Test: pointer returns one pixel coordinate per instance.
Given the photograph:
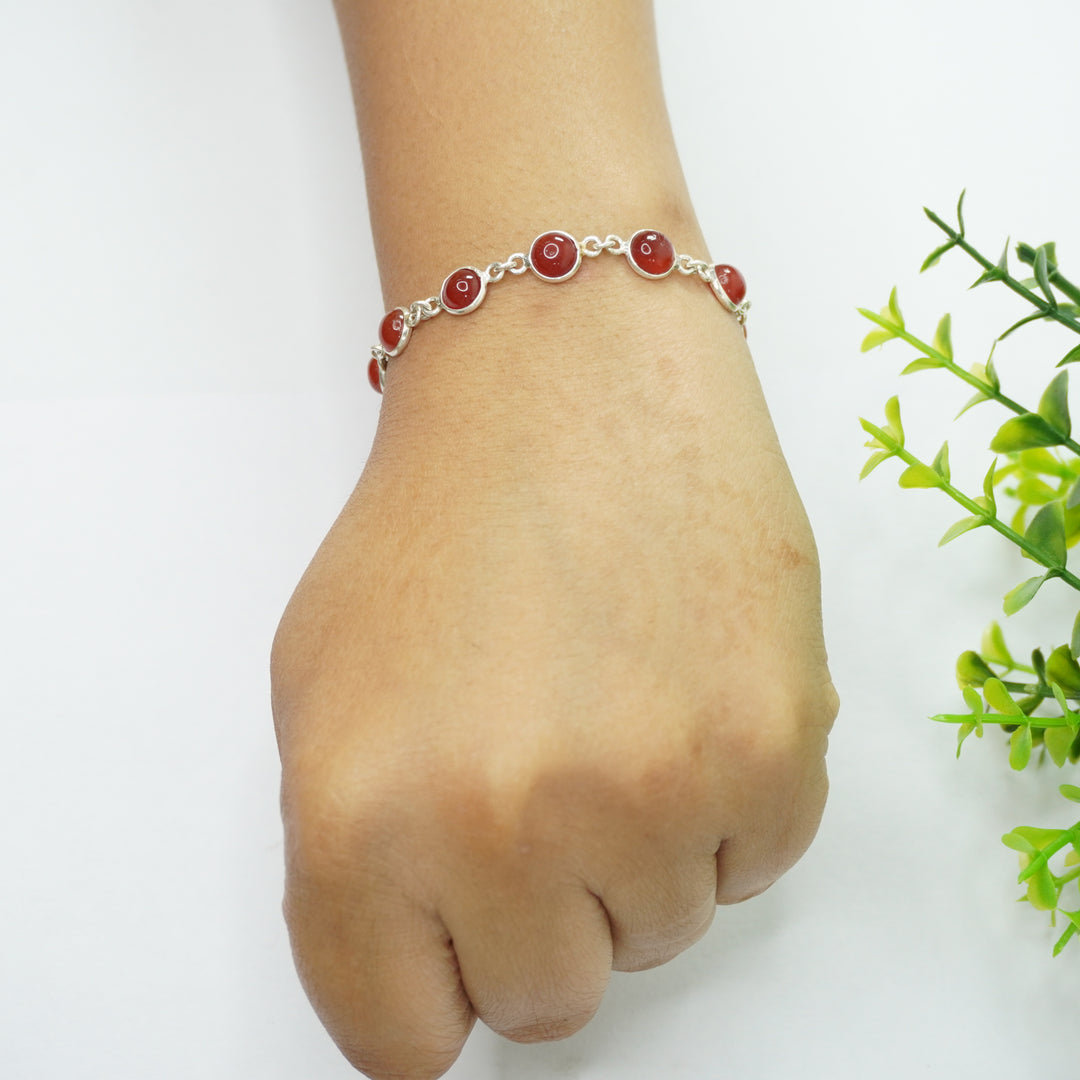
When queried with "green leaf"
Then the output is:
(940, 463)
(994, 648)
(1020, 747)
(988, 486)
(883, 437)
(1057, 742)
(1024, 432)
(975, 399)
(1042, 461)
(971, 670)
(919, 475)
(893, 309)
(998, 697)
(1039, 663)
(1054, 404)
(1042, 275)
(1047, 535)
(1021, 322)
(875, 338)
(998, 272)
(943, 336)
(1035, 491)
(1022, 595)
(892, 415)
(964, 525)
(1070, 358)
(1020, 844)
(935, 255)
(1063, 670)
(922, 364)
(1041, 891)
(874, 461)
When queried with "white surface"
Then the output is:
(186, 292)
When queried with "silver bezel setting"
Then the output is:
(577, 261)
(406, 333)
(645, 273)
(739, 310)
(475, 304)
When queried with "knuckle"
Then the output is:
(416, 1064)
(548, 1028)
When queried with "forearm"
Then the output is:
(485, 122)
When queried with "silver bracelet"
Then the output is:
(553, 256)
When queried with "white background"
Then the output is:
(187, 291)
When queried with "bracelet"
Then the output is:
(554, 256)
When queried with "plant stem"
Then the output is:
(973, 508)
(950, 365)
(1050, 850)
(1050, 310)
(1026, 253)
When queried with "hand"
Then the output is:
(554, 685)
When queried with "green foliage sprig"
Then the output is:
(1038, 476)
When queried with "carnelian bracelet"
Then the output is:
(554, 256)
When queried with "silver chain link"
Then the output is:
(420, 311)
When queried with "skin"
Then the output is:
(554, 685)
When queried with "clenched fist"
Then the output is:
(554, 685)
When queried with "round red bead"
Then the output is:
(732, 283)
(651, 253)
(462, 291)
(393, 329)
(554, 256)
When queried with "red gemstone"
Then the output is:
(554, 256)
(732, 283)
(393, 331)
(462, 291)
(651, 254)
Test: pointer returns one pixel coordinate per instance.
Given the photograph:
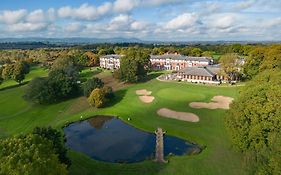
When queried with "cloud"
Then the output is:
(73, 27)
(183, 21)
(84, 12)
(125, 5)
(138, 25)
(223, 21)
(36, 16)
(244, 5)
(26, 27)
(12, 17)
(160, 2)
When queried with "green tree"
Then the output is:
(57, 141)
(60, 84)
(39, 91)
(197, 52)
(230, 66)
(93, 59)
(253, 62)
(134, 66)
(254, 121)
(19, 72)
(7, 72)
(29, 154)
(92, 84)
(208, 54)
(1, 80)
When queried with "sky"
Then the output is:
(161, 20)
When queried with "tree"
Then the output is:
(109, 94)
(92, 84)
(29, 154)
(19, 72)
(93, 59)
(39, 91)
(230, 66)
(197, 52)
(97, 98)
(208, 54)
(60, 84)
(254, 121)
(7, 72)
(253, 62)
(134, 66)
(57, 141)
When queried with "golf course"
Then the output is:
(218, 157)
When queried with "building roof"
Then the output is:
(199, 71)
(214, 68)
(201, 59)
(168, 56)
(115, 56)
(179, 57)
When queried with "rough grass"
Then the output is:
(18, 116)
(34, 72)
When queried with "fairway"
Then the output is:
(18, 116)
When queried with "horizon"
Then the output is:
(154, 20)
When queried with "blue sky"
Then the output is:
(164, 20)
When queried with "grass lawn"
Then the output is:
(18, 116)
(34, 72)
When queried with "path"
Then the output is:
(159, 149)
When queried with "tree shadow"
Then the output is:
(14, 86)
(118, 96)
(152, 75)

--

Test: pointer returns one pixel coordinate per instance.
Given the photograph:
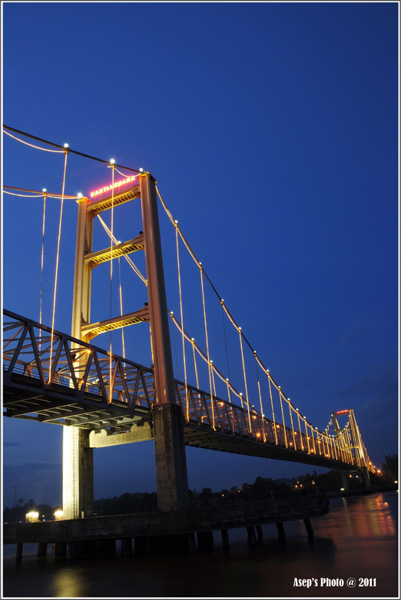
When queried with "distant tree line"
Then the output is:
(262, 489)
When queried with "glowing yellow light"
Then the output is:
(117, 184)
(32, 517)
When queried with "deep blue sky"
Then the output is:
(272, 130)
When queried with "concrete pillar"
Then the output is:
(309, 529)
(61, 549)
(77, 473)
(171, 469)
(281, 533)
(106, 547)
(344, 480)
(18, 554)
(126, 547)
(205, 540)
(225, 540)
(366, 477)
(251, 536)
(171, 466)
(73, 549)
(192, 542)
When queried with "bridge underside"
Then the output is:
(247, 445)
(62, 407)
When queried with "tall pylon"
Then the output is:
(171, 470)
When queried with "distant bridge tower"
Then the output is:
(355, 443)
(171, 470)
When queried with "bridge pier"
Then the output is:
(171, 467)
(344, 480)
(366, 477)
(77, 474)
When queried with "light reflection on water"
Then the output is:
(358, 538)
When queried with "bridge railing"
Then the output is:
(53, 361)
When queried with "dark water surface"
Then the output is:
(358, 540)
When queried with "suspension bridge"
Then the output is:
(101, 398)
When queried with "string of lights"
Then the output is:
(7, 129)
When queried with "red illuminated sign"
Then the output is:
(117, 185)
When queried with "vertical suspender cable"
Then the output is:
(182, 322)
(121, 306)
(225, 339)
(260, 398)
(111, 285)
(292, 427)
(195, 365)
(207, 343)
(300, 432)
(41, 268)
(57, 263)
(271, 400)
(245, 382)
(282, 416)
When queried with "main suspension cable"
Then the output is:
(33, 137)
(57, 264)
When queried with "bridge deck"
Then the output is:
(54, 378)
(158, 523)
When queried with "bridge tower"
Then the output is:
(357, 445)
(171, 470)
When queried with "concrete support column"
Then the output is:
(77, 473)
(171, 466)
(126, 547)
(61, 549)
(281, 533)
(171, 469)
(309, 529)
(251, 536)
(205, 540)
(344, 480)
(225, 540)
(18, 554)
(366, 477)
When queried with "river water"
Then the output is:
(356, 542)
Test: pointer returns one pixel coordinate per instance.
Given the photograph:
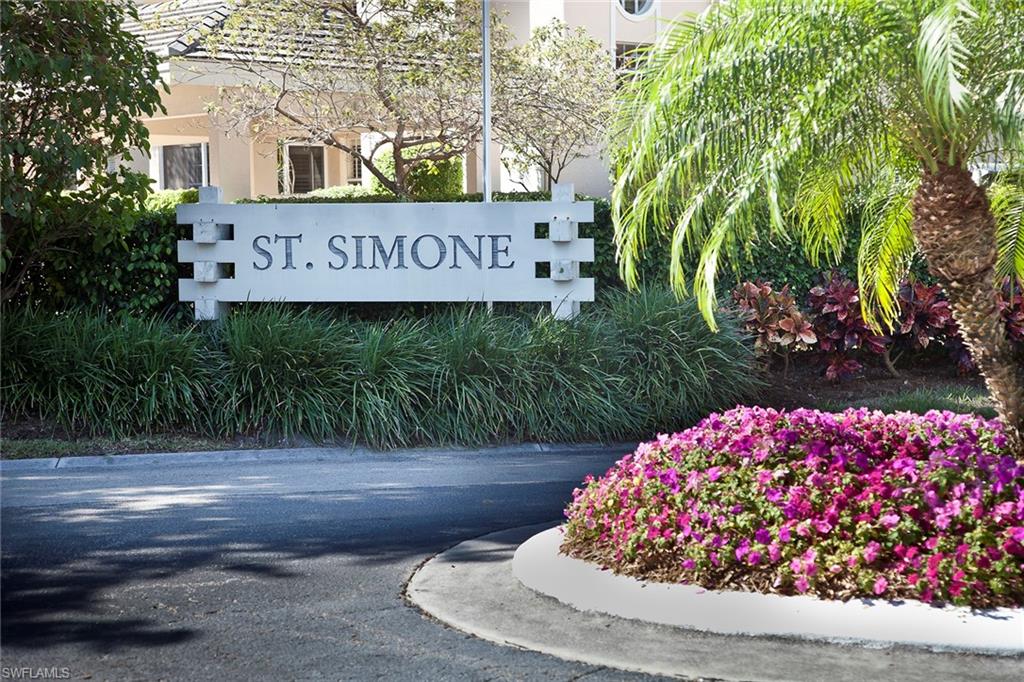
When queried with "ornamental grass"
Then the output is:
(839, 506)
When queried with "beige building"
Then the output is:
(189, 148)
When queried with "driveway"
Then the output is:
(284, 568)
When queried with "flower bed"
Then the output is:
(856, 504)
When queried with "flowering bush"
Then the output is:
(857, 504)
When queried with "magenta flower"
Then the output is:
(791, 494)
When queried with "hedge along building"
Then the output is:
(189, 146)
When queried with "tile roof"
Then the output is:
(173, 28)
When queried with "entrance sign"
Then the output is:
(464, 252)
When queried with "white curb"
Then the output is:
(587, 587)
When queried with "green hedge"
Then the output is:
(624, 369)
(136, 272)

--

GOAL OF THE EXERCISE: Find every line in the records above that holds the word "bracelet", and copy each one.

TASK SOLUTION:
When queried with "silver bracelet"
When queried with "bracelet"
When queried with "carnelian bracelet"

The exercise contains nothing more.